● WORK INSTRUCTION
Your answer must be an exact copy of the records, minus any pictures.
===== DATA SECTION =====
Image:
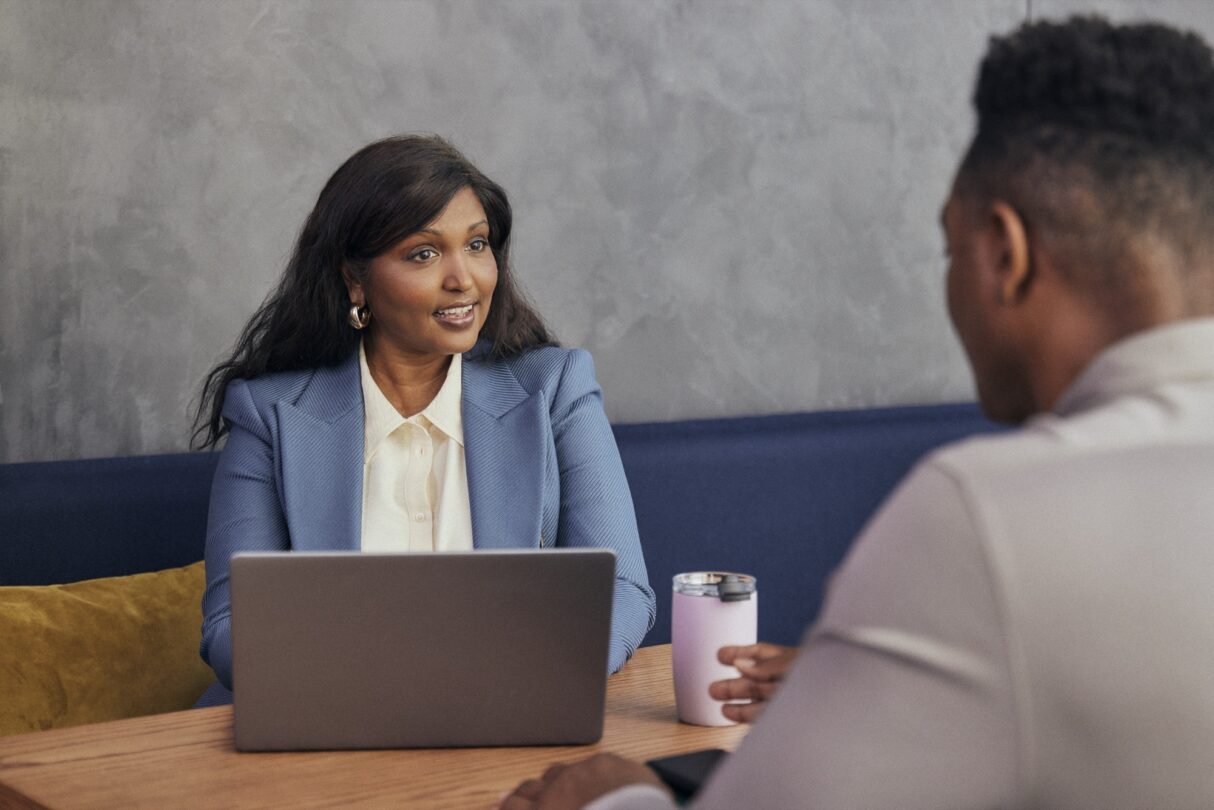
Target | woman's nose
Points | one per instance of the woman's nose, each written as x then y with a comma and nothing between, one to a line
458,277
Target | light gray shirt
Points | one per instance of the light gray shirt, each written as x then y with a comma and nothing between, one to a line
1027,622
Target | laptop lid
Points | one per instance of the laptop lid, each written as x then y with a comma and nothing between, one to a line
351,650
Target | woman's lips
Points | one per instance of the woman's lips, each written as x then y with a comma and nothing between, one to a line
457,317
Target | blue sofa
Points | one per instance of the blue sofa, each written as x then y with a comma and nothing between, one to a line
778,497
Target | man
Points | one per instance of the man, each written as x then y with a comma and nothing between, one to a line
1028,621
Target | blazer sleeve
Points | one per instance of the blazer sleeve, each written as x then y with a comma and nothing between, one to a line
245,515
596,505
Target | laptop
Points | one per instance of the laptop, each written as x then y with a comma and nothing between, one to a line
350,650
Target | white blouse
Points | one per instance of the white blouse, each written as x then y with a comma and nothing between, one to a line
414,479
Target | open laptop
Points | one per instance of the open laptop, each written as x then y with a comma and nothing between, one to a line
351,650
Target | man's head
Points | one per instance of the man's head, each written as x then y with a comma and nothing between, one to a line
1083,210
=====
● YOUR SOLUTION
Image:
Target | woman's nose
Points | one per instance of the woman's nose, each written as x then y with a comma and nothing between, one to a line
458,277
Target | light gray shirt
Points | one per instance of the light gray shirt, each written as x then y with a comma and nothing between, one to a line
1027,622
Target | laptop lid
Points | one per instance of the laptop lid, each written as x then y with a comma and nothing between, one to a line
351,650
Target | woman's lips
Points | one per instance of the woman's lips, each written as x then y with a comma and nothing between, one to a line
457,317
Target | blue sofa
Points | one per instance of the blue sofa, each written as x then y with a comma and nothing between, one to a line
778,497
Target | man
Points | one per instance of the man, each written as x then y with a comma and nothing between, one to a line
1028,621
Target | blazer sleeve
Points | one per instance of the blazer sleeve, each written as x then y with a comma and nothing between, one to a line
245,515
596,505
Target | laptop
Points | one per instance of the laptop, each written as x then y with a comma and nothing between, one to a line
350,650
Target | white blouse
Points | one per instance of the white blouse, each written as x then y with a comma and nothing between, one to a line
414,479
Target | open laptop
Points | one per instance of the open laptop, each written as x then y with a comma and nothing between, one to a line
351,650
Target | man's head
Points | one per instance of the man's head, each written as x then y with a comma and nothing between, one to a line
1083,210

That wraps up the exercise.